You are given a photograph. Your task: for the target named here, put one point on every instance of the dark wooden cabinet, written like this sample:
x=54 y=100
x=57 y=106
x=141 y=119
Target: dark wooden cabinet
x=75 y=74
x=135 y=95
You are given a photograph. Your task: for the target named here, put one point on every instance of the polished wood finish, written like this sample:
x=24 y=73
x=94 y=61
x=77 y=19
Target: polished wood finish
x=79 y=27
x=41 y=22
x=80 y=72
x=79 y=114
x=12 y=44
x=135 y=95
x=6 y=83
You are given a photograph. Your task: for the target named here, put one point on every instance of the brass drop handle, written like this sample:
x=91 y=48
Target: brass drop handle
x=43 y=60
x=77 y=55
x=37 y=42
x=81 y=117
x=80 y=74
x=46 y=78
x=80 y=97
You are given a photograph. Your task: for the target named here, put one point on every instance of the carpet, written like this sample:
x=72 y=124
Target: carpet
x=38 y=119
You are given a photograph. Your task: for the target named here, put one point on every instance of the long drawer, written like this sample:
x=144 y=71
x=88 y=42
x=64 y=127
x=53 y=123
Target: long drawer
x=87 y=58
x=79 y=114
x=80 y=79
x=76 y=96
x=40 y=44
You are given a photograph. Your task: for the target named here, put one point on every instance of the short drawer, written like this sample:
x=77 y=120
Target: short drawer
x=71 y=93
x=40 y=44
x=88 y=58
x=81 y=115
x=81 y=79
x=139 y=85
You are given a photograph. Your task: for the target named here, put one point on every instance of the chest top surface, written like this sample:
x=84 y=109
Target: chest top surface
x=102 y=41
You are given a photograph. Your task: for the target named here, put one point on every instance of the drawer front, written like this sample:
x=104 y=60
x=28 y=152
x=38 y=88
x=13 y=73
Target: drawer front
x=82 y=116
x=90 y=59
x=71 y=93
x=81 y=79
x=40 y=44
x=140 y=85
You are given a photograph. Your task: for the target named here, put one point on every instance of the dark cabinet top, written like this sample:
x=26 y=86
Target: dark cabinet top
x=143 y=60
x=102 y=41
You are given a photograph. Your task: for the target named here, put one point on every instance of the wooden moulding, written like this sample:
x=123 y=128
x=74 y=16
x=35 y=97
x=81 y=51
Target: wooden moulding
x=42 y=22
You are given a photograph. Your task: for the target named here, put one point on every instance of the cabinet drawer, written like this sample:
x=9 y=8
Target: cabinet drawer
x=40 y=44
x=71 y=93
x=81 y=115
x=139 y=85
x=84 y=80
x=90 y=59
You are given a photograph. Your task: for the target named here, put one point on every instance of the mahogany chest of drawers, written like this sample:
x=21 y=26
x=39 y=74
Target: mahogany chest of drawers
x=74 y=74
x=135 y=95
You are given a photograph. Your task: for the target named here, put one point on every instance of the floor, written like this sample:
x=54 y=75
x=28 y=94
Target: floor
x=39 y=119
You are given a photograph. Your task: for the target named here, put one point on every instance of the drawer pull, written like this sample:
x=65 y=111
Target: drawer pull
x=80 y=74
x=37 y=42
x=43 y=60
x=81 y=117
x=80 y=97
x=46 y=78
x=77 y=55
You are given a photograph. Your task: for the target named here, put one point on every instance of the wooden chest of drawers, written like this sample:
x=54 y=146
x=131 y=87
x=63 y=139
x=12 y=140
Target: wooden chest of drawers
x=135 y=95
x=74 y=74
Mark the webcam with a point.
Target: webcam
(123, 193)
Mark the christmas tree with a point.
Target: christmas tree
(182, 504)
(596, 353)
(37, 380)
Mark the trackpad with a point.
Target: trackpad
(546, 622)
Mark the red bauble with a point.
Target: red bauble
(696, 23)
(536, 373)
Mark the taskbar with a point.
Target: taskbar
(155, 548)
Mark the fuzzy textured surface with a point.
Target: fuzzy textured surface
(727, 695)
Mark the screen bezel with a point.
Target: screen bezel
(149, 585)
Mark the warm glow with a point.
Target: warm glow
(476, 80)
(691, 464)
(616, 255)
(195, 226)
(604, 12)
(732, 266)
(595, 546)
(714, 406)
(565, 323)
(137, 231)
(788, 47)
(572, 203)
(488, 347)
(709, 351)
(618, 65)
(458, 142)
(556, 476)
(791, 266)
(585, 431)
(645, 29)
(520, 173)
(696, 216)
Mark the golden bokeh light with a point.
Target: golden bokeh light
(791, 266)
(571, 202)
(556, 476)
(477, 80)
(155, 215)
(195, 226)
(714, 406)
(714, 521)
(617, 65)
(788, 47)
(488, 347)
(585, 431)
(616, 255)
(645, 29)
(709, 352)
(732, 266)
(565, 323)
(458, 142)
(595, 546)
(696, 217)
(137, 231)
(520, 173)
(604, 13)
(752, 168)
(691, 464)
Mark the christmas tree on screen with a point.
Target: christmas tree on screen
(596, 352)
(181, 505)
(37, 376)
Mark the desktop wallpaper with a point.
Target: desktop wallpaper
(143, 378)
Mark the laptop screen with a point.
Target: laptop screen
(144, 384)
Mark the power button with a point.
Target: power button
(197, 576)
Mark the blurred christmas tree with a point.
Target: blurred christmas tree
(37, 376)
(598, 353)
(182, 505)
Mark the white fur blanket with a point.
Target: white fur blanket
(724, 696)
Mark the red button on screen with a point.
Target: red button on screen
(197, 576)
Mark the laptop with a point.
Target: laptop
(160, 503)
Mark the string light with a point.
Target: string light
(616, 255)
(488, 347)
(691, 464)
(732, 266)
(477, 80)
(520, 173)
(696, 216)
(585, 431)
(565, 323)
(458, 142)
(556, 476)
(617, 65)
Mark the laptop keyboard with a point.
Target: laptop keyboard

::::

• [Set task]: Copy each line exactly, from the line containing "Mark the christmas tree on" down to the last line of the material, and no other lines.

• [Exercise output]:
Mark the christmas tree on screen with a point.
Target: christmas tree on screen
(596, 352)
(181, 505)
(37, 376)
Mark the desktop wallpaper with a point.
Target: desktop wallpaper
(143, 378)
Mark the laptop screen with a point.
Target: laptop screen
(144, 384)
Mark the power button with a point.
Target: power button
(197, 576)
Mark the blurred christmas tree with a point.
Target: blurred christmas tree
(37, 376)
(598, 353)
(182, 505)
Mark the white fur blanket with a point.
Target: white fur blanket
(724, 696)
Mark the red button on screen with a point.
Target: red button on screen
(197, 576)
Mark the laptop with a point.
Target: laptop
(160, 503)
Mark the string light with a point.
Target: string light
(616, 255)
(488, 347)
(691, 464)
(732, 266)
(477, 80)
(520, 173)
(696, 216)
(585, 431)
(565, 323)
(458, 142)
(556, 476)
(617, 65)
Mark the laptop keyboard with a point.
Target: laptop keyboard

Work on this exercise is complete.